GIVEN INSTRUCTION: Only the lines from the one containing "Practice step: point at the metal worktable" to the end of the records belong in the output; print them exactly.

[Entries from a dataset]
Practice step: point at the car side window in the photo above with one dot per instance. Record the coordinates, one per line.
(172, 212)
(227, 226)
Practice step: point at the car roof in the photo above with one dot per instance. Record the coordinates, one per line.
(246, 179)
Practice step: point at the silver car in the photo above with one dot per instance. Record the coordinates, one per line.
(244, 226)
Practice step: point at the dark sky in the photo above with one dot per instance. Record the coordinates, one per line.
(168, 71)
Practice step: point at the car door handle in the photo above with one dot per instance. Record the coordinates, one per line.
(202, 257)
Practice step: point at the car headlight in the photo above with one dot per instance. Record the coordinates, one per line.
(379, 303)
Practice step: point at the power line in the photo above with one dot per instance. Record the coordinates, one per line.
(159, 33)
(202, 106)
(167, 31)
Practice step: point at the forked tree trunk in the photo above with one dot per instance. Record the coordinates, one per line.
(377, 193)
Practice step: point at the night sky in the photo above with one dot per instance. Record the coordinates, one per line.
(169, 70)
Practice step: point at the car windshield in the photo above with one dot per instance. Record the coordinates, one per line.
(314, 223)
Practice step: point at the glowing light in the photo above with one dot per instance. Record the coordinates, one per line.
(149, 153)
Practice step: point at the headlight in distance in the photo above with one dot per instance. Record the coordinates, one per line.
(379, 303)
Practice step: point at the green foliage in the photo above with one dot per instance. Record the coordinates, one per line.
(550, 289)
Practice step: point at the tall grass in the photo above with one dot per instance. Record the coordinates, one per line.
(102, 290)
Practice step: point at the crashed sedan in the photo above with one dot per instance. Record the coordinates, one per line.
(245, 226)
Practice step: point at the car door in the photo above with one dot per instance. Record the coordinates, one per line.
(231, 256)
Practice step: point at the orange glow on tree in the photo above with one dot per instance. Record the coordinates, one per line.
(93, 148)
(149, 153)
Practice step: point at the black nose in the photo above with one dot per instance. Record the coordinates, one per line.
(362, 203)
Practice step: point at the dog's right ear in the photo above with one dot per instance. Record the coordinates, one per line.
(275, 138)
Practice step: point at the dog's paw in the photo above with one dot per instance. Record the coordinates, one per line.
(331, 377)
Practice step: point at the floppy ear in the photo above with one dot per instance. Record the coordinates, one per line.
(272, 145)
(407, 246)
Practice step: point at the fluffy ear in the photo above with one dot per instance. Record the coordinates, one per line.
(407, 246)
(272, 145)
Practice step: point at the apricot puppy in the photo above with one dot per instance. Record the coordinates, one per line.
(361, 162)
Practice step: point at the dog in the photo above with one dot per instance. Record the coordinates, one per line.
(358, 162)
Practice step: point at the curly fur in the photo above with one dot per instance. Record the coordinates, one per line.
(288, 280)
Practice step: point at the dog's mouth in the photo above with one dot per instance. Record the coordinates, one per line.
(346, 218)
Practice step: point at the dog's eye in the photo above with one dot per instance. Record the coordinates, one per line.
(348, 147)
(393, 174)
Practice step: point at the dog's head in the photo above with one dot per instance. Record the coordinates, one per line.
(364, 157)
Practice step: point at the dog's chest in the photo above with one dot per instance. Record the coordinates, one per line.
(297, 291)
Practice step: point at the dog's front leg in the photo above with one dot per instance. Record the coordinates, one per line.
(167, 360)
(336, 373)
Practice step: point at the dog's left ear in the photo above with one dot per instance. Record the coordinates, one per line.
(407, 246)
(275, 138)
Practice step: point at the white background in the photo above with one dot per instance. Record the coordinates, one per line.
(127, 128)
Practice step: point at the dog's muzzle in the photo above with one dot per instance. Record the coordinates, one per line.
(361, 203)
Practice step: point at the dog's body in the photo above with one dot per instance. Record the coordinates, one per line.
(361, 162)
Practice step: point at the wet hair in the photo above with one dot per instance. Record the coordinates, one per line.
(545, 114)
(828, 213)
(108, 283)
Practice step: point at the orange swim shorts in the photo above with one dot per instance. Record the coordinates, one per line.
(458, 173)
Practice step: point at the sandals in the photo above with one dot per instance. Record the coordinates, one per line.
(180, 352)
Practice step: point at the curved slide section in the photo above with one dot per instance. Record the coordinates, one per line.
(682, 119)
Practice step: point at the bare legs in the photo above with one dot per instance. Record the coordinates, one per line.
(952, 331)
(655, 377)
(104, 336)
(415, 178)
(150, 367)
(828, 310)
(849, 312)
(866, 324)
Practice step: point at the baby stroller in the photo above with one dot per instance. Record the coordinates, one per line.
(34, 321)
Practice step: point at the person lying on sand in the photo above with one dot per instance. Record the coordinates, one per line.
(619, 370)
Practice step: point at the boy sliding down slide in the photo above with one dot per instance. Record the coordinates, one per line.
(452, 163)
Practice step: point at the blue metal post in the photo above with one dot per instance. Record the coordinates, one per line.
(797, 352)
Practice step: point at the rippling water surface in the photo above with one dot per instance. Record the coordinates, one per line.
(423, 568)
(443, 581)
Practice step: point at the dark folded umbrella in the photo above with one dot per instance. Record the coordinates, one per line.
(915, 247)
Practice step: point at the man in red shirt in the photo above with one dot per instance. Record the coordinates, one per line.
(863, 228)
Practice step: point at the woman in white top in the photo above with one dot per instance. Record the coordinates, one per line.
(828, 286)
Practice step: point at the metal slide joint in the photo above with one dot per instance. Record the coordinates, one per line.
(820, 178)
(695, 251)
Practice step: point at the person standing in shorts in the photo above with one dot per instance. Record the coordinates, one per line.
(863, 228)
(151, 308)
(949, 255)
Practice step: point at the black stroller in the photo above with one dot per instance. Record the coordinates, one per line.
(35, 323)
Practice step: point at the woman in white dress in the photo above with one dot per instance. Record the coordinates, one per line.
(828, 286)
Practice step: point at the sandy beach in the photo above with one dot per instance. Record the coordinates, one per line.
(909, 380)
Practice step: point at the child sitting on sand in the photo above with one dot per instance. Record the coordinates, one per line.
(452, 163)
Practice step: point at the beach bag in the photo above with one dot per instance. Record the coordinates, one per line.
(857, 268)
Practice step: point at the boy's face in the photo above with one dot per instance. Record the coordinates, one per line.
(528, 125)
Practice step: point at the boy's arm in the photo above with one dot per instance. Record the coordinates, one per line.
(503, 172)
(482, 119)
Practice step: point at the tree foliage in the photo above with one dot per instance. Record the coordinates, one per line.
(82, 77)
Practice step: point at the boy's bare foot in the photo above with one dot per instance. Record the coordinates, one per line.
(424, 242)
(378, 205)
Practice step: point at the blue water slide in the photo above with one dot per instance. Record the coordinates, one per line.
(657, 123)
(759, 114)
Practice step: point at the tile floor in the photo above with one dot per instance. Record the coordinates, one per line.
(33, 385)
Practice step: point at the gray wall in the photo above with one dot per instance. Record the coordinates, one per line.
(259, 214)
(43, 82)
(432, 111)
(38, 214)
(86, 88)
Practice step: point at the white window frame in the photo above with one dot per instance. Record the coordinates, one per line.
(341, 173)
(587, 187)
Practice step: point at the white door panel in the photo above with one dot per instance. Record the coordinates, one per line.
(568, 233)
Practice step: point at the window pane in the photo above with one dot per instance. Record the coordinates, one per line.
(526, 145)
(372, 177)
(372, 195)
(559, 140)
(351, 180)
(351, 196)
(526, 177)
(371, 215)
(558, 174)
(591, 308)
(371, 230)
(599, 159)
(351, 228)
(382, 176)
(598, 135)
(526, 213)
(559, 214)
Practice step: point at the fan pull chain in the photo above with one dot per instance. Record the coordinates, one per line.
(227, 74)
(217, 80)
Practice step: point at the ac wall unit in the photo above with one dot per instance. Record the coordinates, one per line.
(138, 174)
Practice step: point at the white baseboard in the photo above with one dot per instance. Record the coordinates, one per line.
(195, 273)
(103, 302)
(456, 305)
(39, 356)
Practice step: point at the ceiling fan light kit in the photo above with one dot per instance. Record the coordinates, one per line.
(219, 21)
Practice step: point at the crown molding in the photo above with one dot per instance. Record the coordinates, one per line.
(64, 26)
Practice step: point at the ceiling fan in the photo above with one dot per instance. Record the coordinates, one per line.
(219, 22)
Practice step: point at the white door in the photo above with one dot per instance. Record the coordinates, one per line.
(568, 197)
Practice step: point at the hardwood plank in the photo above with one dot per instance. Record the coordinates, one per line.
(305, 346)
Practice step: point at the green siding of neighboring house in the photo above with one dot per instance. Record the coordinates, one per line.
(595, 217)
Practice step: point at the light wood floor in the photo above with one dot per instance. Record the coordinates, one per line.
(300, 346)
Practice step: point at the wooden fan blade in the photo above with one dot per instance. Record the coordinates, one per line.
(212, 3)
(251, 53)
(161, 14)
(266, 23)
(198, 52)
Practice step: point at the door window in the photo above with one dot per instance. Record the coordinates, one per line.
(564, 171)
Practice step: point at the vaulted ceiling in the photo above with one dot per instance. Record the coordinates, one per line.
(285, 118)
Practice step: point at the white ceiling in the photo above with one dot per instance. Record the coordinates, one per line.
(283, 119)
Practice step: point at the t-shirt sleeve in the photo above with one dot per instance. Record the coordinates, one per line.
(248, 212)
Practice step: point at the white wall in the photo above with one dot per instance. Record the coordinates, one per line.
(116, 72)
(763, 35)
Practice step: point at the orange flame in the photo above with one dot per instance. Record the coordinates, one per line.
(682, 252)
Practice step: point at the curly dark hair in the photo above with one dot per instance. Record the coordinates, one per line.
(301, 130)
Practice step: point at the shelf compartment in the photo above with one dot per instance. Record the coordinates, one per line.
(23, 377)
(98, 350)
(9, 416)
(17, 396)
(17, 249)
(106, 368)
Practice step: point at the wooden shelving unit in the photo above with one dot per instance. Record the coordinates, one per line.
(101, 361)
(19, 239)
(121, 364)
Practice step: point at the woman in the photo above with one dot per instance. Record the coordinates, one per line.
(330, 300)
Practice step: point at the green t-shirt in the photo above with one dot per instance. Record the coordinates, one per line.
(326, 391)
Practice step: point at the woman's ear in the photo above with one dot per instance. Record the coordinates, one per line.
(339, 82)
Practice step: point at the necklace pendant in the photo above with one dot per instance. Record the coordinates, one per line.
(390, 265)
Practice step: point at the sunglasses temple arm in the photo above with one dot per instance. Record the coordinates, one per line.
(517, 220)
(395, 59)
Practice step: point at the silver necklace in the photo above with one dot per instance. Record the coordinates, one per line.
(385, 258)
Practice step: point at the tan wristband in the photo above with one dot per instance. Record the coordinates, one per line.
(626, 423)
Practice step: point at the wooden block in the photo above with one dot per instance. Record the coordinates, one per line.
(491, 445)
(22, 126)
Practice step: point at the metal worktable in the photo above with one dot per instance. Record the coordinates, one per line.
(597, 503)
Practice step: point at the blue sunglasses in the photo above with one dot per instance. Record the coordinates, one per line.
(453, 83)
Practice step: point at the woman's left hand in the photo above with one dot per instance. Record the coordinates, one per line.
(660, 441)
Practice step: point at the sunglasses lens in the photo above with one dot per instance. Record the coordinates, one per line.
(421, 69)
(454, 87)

RESPONSE BELOW:
Practice step: point at the metal worktable in the photo above with one dot per instance. Record the coordinates, one per line.
(597, 503)
Practice step: point at the blue sunglasses in the photo above with one dot per instance. Record the coordinates, one per line.
(453, 83)
Practice step: point at the woman's left hand in the photo above with one dot per instance. Record the coordinates, one per line.
(660, 441)
Practice step: point at the sunglasses lens in the photo above with one dot per instance. Record the coordinates, one per line.
(421, 69)
(454, 87)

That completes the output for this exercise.